5. If the claimant is unable to perform his or her past relevant work due to a "severe impairment (or because [he or she does] not have any past relevant work)" the court will determine if the claimant is able to make an adjustment to perform other work, in light of his or her residual functional capacity, age, education, and work experience. 20 C.F.R. § 404.1520(g). If an adjustment to other work is possible then the claimant is not disabled. Tackett, 180 F.3d at 1099.

The claimant bears the burden of proof at steps one through four, but at the fifth step the Commissioner bears the burden of establishing that there is other work in significant numbers in the national economy that the claimant can perform. Id. The Commissioner can meet this burden via the testimony of a vocational expert or reference to the Medical-Vocational Guidelines at 20 C.F.R. Pt. 404, Subpt. P, App. 2. Id. If the Commissioner is unable to meet this burden then the claimant is disabled and entitled to benefits. Id.

[Records excerpted from a collection]
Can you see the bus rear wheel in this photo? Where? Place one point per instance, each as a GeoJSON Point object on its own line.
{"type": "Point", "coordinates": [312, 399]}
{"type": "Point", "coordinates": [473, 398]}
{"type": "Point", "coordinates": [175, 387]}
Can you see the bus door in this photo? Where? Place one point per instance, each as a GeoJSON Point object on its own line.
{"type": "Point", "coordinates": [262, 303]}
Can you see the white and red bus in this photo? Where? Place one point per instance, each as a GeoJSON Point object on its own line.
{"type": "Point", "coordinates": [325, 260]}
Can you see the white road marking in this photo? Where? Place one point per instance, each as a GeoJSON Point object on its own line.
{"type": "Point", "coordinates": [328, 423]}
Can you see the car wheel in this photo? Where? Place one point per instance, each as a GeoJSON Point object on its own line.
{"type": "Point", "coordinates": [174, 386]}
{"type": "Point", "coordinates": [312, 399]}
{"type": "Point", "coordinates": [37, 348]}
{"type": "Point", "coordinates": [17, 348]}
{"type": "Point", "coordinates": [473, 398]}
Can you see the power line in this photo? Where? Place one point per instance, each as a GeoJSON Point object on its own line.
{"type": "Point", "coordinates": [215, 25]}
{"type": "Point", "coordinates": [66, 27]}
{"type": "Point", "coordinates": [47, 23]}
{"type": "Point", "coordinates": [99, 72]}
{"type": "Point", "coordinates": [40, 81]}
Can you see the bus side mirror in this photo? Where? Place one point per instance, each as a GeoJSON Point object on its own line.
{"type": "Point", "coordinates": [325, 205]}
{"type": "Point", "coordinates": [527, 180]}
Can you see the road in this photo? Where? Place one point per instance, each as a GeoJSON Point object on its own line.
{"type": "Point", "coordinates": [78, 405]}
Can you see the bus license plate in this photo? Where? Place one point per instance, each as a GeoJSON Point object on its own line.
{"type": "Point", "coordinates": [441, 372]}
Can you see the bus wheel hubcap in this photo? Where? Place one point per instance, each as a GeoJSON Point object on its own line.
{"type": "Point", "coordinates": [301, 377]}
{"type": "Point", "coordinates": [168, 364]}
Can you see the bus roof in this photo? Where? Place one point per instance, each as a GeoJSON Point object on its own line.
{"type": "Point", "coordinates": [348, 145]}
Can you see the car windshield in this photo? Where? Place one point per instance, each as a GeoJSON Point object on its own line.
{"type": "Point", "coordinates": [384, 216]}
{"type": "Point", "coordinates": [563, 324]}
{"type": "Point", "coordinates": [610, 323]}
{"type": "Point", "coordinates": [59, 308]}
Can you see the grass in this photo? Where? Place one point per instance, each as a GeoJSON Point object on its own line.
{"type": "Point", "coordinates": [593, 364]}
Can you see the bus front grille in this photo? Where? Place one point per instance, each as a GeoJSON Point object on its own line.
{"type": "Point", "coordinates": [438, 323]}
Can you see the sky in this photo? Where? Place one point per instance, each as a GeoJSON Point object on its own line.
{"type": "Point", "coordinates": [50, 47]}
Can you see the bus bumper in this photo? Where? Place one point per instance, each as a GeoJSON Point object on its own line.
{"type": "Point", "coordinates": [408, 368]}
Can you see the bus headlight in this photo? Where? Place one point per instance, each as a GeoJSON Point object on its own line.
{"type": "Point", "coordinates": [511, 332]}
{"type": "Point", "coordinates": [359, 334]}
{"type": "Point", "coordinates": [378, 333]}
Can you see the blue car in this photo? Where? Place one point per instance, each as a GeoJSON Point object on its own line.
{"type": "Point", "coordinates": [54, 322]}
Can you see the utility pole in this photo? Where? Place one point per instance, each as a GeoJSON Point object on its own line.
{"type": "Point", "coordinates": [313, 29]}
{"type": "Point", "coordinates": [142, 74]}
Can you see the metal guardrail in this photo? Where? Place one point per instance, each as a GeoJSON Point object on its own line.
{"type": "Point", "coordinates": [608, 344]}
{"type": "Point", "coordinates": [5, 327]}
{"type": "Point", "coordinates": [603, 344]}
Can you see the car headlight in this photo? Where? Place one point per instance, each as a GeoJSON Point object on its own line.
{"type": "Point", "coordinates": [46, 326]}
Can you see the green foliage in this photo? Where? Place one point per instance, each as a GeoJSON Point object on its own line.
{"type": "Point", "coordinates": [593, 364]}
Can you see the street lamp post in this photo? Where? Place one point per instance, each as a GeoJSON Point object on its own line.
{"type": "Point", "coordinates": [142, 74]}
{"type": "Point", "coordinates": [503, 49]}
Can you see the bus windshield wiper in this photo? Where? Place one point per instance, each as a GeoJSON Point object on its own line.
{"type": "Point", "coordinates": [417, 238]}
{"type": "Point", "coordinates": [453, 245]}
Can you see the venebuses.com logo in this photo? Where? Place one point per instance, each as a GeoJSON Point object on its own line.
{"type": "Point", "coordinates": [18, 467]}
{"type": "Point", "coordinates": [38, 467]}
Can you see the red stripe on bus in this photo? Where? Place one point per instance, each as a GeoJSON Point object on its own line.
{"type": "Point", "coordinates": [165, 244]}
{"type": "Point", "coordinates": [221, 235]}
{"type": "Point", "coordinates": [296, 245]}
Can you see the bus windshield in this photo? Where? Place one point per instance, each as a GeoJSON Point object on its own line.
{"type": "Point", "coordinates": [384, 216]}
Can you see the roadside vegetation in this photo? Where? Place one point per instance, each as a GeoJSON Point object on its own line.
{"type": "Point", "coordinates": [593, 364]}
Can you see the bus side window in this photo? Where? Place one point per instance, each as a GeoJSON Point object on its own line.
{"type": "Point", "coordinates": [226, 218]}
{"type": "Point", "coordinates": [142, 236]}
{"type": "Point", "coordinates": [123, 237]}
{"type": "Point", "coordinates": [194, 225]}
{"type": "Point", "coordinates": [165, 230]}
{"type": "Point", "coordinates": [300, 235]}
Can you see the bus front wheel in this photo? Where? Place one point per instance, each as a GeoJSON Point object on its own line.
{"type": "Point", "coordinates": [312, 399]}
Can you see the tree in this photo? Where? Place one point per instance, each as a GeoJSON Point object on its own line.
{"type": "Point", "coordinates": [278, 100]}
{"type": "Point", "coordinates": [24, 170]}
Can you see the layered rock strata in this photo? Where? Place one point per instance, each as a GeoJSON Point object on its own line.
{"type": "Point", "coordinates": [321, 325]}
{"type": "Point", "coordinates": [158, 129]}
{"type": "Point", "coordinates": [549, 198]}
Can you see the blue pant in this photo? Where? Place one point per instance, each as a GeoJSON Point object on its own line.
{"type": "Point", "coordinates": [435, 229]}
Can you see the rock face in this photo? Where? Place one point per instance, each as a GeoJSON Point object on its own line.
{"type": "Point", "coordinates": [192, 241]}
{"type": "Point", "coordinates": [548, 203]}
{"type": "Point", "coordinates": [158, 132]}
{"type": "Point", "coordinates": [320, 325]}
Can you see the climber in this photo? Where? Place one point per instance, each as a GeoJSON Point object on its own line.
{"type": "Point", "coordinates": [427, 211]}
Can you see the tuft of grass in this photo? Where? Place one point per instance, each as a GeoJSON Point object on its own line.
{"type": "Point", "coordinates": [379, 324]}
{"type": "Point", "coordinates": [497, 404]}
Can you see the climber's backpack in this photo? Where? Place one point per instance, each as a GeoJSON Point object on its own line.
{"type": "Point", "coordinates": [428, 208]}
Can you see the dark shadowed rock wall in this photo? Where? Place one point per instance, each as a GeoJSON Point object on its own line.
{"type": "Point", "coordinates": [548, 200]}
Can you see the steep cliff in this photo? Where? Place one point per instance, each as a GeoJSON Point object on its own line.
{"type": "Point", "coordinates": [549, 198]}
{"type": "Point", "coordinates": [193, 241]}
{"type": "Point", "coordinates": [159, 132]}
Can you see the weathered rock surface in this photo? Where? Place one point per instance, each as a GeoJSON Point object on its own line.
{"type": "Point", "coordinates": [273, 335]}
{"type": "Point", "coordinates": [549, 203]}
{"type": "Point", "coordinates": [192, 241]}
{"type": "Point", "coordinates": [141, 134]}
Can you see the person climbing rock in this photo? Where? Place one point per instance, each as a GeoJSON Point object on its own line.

■ **Task set**:
a – Reproduce the disability-determination passage from "The claimant bears" to "to benefits. Id.".
b – Write the next part of the disability-determination passage, starting after its final sentence.

■ **Your written answers**:
a –
The claimant bears the burden of proof at steps one through four, but at the fifth step the Commissioner bears the burden of establishing that there is other work in significant numbers in the national economy that the claimant can perform. Id. The Commissioner can meet this burden via the testimony of a vocational expert or reference to the Medical-Vocational Guidelines at 20 C.F.R. Pt. 404, Subpt. P, App. 2. Id. If the Commissioner is unable to meet this burden then the claimant is disabled and entitled to benefits. Id.

b –
IV. THE ALJ's OPINION

In his written decision, the ALJ followed the five-step sequential evaluation process in considering Buchanan's claim for benefits. First, the ALJ found that Buchanan had not engaged in substantial gainful activity during the period from her alleged August 25, 2011 onset date through the April 14, 2014 decision date. AR 14, 22.

Second, the ALJ found that Buchanan has the following severe impairments: "right shoulder degenerative joint disease, obesity, carpal tunnel syndrome, bilateral knee degenerative changes with chondromalacia, lumbar and thoracic degenerative disc disease, personality disorder, and depression." AR 14.

Third, the ALJ found that Buchanan does not have an impairment or combination of impairments that meets or medically equals the severity of any one of the impairments in the Listing of Impairments. AR 15-17.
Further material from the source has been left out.